Explore the material
(A) Return the part of the Seksan Prasertkul biography between "Seksan Prasertkul (เสกสรรค์" and "university entrance exam.", inclusive, word for word.
(B) According to the Seksan Prasertkul biography, which university awarded him a doctorate?

Text
──────────

Seksan Prasertkul (เสกสรรค์ ประเสริฐกุล, ; born 1949) is a Thai author who was awarded the title National Artist of Thailand in 2009.

Seksan became a student leader at Thammasat University and was active in the October 1973 protests against the military government of Thanom Kittikachorn.

Seksan is the author of poetry, stories, and his autobiography, was made into a 2001 movie The Moonhunter.

==Early life==
Seksan is the son of a fishing-boat builder and a market vendor. He graduated from high school at Chonkanyanakul School in Chonburi province, and received an AFS scholarship. He was an exchange student at a high school in the United States in 1967 and 1968. On his return to Thailand, he gained admission to Thammasat University by virtue of his high scores on the nationwide university entrance exam.

==Leading up to 14 October 1973==
Sulak Sivaraksa "initiated forums for students to discuss current social issues. Among those attending was Seksan", according to Historical Dictionary of Thailand.

==After the Thammasat University Massacre==
After the 6 October 1976 Thammasat University Massacre, he took refuge with the communist insurgents in northeastern Thailand. In 1980, the Thai government offered amnesty to those who defected from insurgent movements. Prasertkul would surrender and return home six months after the amnesty began. Upon leaving the insurgency, he referred to himself as "a historical ruin." He went to the United States for graduate studies and received a doctorate from Cornell University in 1989. He has since taught political science at Thammasat University, where he is a well known and respected figure.

──────────

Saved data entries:
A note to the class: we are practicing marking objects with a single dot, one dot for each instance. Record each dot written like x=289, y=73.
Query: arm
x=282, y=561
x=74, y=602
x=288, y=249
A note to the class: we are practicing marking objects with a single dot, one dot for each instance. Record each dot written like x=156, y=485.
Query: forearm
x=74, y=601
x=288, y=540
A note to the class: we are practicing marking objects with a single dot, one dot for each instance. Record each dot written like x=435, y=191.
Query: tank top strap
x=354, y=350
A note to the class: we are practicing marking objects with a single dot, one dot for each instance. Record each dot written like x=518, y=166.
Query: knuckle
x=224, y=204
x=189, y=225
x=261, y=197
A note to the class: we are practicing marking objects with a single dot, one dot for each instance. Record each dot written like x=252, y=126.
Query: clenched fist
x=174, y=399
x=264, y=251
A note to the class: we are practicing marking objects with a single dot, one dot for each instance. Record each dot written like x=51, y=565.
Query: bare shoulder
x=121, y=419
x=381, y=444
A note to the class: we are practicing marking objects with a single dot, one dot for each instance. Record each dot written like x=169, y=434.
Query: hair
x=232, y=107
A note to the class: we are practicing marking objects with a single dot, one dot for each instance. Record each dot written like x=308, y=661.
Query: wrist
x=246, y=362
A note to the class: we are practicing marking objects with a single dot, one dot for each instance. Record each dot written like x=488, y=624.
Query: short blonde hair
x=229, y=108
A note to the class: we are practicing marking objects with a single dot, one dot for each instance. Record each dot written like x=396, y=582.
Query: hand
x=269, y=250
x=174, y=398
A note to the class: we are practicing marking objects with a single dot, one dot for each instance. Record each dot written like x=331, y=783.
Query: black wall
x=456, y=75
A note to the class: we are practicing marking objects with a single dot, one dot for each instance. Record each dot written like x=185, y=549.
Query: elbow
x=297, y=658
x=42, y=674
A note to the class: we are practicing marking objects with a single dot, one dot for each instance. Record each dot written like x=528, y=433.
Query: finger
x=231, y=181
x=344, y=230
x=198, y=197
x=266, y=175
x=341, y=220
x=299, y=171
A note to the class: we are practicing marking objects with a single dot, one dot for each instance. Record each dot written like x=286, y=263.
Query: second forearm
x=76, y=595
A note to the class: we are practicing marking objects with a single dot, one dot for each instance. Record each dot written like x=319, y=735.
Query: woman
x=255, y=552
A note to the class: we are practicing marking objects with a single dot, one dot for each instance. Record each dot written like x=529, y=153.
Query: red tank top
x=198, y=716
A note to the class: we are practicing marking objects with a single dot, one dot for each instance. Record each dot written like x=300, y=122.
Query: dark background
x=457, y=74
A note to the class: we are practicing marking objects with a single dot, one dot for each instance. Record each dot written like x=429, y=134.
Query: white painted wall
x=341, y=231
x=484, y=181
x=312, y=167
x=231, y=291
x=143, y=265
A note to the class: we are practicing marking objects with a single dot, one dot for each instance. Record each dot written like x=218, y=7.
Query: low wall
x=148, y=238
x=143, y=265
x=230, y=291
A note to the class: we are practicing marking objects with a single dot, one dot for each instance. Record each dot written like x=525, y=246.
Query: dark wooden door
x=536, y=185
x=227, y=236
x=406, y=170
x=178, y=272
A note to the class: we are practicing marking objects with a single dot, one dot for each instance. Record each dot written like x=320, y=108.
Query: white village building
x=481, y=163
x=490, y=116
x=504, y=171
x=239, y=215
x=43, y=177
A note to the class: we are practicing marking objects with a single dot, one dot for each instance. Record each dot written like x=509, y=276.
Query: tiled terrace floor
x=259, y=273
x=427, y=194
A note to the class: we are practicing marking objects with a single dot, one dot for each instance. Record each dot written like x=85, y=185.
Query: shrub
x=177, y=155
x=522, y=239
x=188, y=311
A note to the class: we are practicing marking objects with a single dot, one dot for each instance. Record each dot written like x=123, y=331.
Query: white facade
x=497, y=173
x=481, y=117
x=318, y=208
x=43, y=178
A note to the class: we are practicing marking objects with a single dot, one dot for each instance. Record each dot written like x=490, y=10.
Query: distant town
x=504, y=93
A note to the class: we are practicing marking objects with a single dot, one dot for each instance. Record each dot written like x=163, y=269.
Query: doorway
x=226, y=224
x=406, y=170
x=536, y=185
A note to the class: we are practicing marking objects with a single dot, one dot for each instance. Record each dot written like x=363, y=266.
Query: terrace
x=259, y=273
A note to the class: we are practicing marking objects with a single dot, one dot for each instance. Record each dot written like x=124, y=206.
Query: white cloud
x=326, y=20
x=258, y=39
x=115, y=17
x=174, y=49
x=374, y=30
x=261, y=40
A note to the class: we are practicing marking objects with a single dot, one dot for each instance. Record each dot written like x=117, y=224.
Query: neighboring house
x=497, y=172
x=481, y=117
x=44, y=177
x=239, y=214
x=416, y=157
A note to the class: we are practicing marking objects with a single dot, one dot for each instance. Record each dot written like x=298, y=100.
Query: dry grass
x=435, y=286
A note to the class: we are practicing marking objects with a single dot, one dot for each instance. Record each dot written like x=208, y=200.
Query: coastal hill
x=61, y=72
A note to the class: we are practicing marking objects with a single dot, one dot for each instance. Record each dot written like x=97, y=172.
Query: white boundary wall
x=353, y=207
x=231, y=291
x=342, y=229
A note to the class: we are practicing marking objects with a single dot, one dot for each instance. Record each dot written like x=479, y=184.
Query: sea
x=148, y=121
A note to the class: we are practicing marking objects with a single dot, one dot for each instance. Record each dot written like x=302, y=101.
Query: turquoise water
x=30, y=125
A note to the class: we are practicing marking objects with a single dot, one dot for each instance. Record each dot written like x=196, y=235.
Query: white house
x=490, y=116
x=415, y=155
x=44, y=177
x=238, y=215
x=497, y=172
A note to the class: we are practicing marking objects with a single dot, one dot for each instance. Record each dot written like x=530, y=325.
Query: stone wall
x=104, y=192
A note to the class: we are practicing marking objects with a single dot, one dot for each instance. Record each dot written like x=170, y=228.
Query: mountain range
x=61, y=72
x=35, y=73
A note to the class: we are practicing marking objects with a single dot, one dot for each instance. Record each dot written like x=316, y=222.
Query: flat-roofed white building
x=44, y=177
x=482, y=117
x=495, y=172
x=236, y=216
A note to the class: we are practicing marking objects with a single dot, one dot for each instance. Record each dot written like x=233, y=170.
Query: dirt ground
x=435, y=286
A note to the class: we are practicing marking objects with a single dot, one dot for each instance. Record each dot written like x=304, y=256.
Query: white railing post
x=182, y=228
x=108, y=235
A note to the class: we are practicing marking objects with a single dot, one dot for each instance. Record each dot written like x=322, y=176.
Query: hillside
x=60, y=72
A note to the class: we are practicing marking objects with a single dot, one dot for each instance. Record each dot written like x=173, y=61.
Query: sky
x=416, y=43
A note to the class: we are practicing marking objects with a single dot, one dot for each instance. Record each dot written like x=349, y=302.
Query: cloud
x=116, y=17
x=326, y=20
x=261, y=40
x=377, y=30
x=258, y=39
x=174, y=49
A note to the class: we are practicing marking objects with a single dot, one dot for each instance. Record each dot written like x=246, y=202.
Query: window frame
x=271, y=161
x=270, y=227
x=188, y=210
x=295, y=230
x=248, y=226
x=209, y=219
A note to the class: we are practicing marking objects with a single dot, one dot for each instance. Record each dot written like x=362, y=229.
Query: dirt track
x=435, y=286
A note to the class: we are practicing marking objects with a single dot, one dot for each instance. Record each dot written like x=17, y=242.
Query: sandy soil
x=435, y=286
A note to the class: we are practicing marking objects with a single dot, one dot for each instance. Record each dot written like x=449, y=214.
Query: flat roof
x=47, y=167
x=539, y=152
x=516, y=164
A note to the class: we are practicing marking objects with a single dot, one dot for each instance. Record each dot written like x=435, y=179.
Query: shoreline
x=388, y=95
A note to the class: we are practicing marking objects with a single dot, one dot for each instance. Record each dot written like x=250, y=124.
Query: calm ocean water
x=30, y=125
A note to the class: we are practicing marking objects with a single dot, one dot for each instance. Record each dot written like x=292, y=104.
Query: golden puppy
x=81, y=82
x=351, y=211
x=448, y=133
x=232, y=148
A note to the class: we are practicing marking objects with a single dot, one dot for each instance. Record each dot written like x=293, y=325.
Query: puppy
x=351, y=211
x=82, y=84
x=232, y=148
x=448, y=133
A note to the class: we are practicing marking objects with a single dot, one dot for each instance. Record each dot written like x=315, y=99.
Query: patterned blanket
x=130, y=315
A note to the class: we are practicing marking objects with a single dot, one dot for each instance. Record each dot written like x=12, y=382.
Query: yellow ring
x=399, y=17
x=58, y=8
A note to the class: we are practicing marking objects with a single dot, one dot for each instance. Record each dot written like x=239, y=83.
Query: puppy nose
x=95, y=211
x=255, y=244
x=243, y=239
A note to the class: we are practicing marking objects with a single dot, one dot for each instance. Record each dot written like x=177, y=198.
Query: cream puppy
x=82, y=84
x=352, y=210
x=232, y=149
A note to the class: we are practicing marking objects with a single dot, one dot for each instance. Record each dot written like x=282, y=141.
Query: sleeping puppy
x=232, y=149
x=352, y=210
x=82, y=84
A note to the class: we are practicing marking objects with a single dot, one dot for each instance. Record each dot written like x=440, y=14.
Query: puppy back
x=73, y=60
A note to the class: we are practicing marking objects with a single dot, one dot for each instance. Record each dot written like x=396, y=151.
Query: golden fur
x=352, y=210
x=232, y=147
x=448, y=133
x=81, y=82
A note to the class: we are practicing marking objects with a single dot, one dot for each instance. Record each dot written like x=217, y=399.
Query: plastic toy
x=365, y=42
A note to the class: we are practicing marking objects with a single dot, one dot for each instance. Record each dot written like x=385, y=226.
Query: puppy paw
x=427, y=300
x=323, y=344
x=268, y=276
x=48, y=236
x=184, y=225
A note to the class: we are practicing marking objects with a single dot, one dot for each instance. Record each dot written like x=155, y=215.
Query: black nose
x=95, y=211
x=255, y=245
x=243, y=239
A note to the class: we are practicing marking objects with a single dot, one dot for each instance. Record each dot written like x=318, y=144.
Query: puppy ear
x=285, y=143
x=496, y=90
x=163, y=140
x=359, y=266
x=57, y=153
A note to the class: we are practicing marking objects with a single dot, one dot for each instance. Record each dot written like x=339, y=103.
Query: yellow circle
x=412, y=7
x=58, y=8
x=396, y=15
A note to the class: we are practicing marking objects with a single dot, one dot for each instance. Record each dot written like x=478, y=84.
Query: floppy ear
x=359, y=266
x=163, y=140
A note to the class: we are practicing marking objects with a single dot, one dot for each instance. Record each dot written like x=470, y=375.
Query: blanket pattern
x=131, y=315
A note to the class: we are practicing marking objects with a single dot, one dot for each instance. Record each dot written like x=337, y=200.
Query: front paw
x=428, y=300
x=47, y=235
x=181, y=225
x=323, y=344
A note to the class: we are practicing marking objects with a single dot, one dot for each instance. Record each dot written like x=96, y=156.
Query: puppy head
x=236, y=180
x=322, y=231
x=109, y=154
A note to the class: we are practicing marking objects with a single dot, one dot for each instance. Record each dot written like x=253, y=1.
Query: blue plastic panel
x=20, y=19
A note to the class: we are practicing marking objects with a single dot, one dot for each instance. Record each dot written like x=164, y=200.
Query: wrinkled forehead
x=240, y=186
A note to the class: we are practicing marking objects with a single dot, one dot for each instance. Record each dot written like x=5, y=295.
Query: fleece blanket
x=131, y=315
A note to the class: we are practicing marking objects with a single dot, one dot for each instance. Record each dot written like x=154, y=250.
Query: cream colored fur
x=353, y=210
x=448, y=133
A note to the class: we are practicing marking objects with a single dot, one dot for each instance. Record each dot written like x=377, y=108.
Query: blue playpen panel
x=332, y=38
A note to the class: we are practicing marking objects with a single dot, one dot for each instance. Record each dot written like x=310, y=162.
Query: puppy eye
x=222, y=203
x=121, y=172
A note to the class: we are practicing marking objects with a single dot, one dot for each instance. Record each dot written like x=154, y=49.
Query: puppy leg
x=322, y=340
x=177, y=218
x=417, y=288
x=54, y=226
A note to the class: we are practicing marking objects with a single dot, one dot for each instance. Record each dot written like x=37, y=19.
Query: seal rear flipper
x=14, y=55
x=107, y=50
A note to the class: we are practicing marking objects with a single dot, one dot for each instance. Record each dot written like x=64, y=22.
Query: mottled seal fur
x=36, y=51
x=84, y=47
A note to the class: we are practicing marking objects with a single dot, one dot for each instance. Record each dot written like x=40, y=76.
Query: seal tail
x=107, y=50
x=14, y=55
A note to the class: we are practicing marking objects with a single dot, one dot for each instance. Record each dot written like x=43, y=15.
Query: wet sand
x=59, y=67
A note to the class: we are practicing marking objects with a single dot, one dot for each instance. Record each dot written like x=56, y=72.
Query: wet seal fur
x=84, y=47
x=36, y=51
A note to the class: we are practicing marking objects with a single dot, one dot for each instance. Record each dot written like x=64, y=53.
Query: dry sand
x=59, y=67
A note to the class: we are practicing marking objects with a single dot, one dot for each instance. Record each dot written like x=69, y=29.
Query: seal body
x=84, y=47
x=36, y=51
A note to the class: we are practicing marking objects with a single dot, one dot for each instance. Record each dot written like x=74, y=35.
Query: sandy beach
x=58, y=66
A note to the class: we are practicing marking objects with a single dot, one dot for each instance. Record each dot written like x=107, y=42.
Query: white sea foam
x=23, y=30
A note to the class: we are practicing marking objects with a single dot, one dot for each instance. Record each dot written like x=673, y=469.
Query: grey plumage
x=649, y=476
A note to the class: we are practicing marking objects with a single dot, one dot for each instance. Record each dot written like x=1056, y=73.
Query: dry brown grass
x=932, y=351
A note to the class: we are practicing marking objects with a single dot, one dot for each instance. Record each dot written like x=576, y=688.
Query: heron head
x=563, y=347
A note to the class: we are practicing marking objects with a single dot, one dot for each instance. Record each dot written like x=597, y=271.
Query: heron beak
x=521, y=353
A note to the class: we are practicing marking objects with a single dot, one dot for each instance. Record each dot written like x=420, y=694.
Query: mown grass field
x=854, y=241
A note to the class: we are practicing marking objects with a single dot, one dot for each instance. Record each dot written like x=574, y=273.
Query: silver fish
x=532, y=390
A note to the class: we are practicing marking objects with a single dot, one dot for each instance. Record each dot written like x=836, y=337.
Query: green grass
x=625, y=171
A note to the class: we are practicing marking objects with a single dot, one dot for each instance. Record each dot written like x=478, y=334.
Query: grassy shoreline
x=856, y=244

──────────

Solutions
(A)
Seksan Prasertkul (เสกสรรค์ ประเสริฐกุล, ; born 1949) is a Thai author who was awarded the title National Artist of Thailand in 2009.

Seksan became a student leader at Thammasat University and was active in the October 1973 protests against the military government of Thanom Kittikachorn.

Seksan is the author of poetry, stories, and his autobiography, was made into a 2001 movie The Moonhunter.

==Early life==
Seksan is the son of a fishing-boat builder and a market vendor. He graduated from high school at Chonkanyanakul School in Chonburi province, and received an AFS scholarship. He was an exchange student at a high school in the United States in 1967 and 1968. On his return to Thailand, he gained admission to Thammasat University by virtue of his high scores on the nationwide university entrance exam.

(B) Cornell University